Annotated coordinate records:
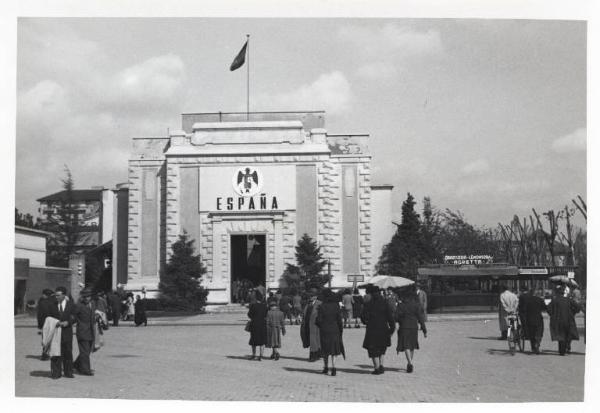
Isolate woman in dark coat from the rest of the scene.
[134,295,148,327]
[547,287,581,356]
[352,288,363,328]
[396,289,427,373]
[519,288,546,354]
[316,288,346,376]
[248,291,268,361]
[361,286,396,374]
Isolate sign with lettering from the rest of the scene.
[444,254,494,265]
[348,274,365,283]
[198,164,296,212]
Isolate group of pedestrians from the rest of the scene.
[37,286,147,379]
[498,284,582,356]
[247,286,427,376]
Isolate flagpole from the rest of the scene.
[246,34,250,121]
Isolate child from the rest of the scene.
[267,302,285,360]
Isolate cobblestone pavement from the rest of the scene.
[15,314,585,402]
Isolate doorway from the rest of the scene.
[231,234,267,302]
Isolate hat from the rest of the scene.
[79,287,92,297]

--

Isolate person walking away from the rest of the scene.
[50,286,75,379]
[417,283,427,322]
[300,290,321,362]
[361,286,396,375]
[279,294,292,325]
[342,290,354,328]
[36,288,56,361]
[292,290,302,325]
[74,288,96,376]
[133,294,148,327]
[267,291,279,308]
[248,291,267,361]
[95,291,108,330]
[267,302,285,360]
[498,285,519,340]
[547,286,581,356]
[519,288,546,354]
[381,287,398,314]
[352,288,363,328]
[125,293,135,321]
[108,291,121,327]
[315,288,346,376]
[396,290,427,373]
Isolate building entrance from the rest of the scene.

*GIVEN REQUEST:* Scale the rows starting at the one containing "Isolate woman in" and ending at the one containing "[198,164,296,212]". Reproduce them in full, requests included, with every bounding-box coordinate multiplied by 2 and rounded to a whole number, halves rounded up.

*REPLY TO THE EXERCISE:*
Isolate woman in dark coat from the rest of the scene.
[268,590,296,654]
[1094,574,1162,712]
[704,576,726,656]
[792,578,854,746]
[1038,576,1092,708]
[632,576,692,752]
[496,582,536,722]
[722,572,792,748]
Isolate sign with lettering from the rest of the scene.
[888,508,988,530]
[696,548,730,566]
[396,328,592,424]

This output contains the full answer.